■ SOURCE TEXT
BEGIN

In [1]:
import tensorflow as tf
from tensorflow import keras
import numpy as np

In [2]:
# download texts from Shakespeare
shakespeare_url = "https://homl.info/shakespeare"
filepath = keras.utils.get_file("shakespeare.txt", shakespeare_url)
with open(filepath) as f:
    shakespeare_text = f.read()

Downloading data from https://homl.info/shakespeare


In [48]:
# encode every character to an integer (by default converts everything to lower case)
tokenizer = keras.preprocessing.text.Tokenizer(char_level=True)  # character level instead of word-leve encoding
tokenizer.fit_on_texts(shakespeare_text)

In [49]:
# convert word to the integer tokens of its characters
tokenizer.texts_to_sequences(["First"])

[[20, 6, 9, 8, 3]]

In [50]:
# convert a sequence of characters to a word
tokenizer.sequences_to_texts([[20, 6, 9, 8, 3]])

['f i r s t']

In [51]:
max_id = len(tokenizer.word_index)  # number of distinct characters
max_id

39

In [56]:
dataset_size = tokenizer.document_count  # total number of characters
dataset_size


1115394

In [53]:
# encode all the characters in the text
[encoded] = np.array(tokenizer.texts_to_sequences([shakespeare_text])) - 1  # -1 for the character indices to start in 0

In [54]:
encoded.shape

(1115394,)

In [57]:
# use the first 90% of the string as training set
train_size = dataset_size * 90 // 100
dataset = tf.data.Dataset.from_tensor_slices(encoded[:train_size])  # equivalent to a single time series with 1M characters
len(list(dataset))

1003854

In [58]:
# split the continue time series of characters into windows, each shifted one character (i.e. overlapping windows)
n_steps = 100
window_length = n_steps + 1  # target = input shifted 1 characted ahead
dataset = dataset.window(window_length, 
                         shift=1, 
                         drop_remainder=True)  # discard the last window if the size is now window_length

In [59]:
# Dataset of Datasets
dataset

<WindowDataset element_spec=DatasetSpec(TensorSpec(shape=(), dtype=tf.int64, name=None), TensorShape([]))>

In [60]:
# flatten the dataset so that every element has a tensor of size window_length
# now the dataset contains consecutive windows of 101 characters each
dataset = dataset.flat_map(lambda window: window.batch(window_length))

In [65]:
# shuffle the dataset and split the inputs from the targets.
# Note that we will eventually make an RNN and we want the targets to be sequences
batch_size = 32
dataset = dataset.shuffle(10000).batch(batch_size)
dataset = dataset.map(lambda windows: (windows[:, :-1], windows[:, 1:]))

In [68]:
# one hot vector encoding
dataset = dataset.map(lambda X_batch, Y_batch: (tf.one_hot(X_batch, depth=max_id), Y_batch))

In [69]:
# prefetch
dataset = dataset.prefetch(1)

END

■ YOUR TASKS
1) Print a portion of the Shakespeare character-encoding notebook without changes. Begin at the words "# Note that" and stop after "(tf.one_hot(X_batch, depth=max_id), Y_batch))".
2) For each statement about the Shakespeare character-encoding notebook, say yes or no and quote the words that settle it: (a) the tokenizer encodes text at the character level; (b) the first 80% of the string is used as the training set; (c) the batch size is set to 64.
3) Pick up the Shakespeare character-encoding notebook after its final line and continue it.

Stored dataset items
BEGIN

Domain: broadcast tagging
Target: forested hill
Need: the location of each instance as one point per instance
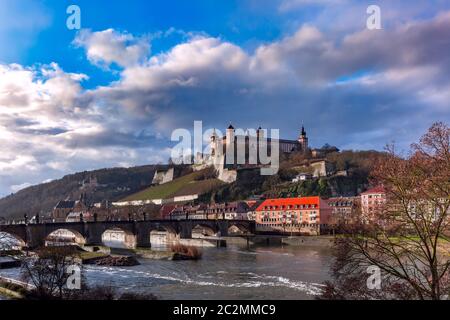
(112, 184)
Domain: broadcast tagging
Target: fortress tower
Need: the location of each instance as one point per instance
(303, 140)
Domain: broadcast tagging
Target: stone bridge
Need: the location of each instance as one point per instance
(35, 235)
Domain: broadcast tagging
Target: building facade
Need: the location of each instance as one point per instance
(372, 202)
(285, 146)
(305, 216)
(343, 210)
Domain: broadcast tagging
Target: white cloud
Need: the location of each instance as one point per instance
(106, 47)
(51, 125)
(19, 187)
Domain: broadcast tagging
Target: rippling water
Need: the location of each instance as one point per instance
(227, 273)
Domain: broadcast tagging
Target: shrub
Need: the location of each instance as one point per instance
(189, 251)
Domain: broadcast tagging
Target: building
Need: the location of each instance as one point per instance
(343, 209)
(321, 168)
(63, 208)
(302, 177)
(163, 176)
(286, 146)
(372, 201)
(232, 211)
(306, 215)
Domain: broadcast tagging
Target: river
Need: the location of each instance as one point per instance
(234, 272)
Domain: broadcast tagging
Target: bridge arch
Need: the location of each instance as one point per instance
(237, 228)
(118, 237)
(204, 229)
(163, 235)
(11, 240)
(64, 236)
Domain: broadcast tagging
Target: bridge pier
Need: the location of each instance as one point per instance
(136, 233)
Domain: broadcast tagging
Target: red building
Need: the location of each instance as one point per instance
(307, 215)
(372, 201)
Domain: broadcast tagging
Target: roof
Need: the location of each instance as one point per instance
(289, 201)
(66, 204)
(166, 210)
(378, 189)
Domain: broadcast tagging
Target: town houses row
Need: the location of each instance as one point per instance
(299, 215)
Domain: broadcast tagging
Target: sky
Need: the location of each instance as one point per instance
(111, 93)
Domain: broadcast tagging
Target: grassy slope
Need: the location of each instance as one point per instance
(185, 185)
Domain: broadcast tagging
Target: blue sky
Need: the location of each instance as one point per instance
(112, 93)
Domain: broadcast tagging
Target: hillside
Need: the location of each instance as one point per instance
(112, 184)
(126, 184)
(199, 182)
(358, 164)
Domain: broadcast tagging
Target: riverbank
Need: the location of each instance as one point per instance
(236, 272)
(280, 240)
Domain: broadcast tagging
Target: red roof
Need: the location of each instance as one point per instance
(166, 210)
(289, 202)
(378, 189)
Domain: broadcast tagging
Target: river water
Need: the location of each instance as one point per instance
(234, 272)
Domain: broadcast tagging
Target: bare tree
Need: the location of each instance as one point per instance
(7, 242)
(407, 238)
(47, 271)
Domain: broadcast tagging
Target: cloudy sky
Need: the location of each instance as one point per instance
(111, 93)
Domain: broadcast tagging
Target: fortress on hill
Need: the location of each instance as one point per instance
(285, 146)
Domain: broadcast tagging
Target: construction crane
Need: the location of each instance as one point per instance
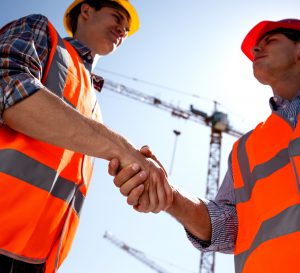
(219, 124)
(134, 252)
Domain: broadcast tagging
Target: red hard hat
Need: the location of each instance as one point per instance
(256, 33)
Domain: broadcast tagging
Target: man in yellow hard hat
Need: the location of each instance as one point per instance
(51, 127)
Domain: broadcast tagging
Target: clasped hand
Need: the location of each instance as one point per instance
(147, 190)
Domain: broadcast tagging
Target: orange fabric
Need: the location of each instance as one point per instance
(270, 196)
(38, 225)
(267, 259)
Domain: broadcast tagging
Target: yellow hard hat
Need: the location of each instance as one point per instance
(134, 23)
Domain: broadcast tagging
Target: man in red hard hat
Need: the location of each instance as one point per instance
(257, 209)
(51, 128)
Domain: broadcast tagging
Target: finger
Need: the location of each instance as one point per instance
(135, 194)
(153, 199)
(125, 174)
(113, 166)
(145, 150)
(144, 200)
(133, 182)
(169, 191)
(161, 197)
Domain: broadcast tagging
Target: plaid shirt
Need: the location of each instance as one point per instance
(222, 210)
(24, 48)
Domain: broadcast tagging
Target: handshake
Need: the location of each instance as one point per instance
(146, 188)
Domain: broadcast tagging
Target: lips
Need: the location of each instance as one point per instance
(115, 38)
(258, 57)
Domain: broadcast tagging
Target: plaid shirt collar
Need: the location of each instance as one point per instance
(86, 54)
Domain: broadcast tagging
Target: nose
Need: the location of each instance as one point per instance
(122, 31)
(256, 49)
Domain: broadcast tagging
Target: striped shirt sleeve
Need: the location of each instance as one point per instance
(23, 54)
(223, 217)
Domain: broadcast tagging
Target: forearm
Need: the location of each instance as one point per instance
(192, 214)
(46, 117)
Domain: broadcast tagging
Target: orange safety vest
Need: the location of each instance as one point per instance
(43, 187)
(266, 169)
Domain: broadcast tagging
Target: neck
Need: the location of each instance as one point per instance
(286, 89)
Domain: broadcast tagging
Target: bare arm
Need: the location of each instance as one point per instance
(46, 117)
(192, 214)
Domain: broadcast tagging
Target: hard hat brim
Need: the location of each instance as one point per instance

END

■ RESULTS BY TASK
1)
# Note that we will eventually make an RNN and we want the targets to be sequences
batch_size = 32
dataset = dataset.shuffle(10000).batch(batch_size)
dataset = dataset.map(lambda windows: (windows[:, :-1], windows[:, 1:]))

In [68]:
# one hot vector encoding
dataset = dataset.map(lambda X_batch, Y_batch: (tf.one_hot(X_batch, depth=max_id), Y_batch))

2)
(a) Yes: "char_level=True"
(b) No: "use the first 90% of the string as training set"
(c) No: "batch_size = 32"

3)
In [70]:
# RNN model
model = keras.models.Sequential([
    keras.layers.GRU(128, return_sequences=True, input_shape=[None, max_id], dropout=0.2, recurrent_dropout=0.2),
    keras.layers.GRU(128, return_sequences=True, dropout=0.2, recurrent_dropout=0.2),
    keras.layers.TimeDistributed(keras.layers.Dense(max_id, activation="softmax"))
])
model.compile(loss="sparse_categorical_crossentropy", optimizer="adam")
# history = model.fit(dataset, epochs=20)



In [71]:
# preprocessing function
def preprocess(texts):
    X = np.array(tokenizer.texts_to_sequences(texts)) - 1
    return tf.one_hot(X, max_id)

In [None]:
# predict the next letter in some text
X_new = preprocess(["How are yo"])
Y_pred = model.predict_classes(X_new)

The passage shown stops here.